**Instruction**. Write out the lines of the material from the one containing "Annotation round 2 (review). The target object is dark" through the end, swapping "trophy" for "award" and leaving everything else unchanged.

[Image region labeling entries]
(begin)
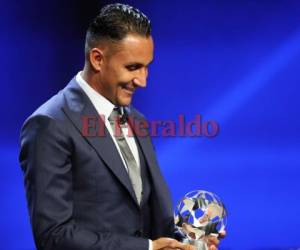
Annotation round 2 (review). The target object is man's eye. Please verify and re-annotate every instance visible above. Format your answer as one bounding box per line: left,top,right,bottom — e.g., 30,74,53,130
126,65,140,71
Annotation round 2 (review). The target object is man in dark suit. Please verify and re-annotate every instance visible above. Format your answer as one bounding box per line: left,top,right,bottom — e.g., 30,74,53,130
20,4,220,250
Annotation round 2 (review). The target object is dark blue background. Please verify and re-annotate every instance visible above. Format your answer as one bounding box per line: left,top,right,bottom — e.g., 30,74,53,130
0,0,300,250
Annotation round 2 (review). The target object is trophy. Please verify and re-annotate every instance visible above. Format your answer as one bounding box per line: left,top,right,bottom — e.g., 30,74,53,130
174,190,227,250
(end)
**Final result**.
Annotation round 2 (review). The target object is dark blue background. Please verify and re-annotate every instance visible above. Format your answer as one bounding box per line: left,top,right,bottom — e.g., 30,74,53,130
0,0,300,250
Annotation round 2 (review). The target object is award. Please verify and re-annotate every instance visible above. Format your answer as one bounding box per line: left,top,right,bottom — e.g., 30,74,53,130
174,190,227,250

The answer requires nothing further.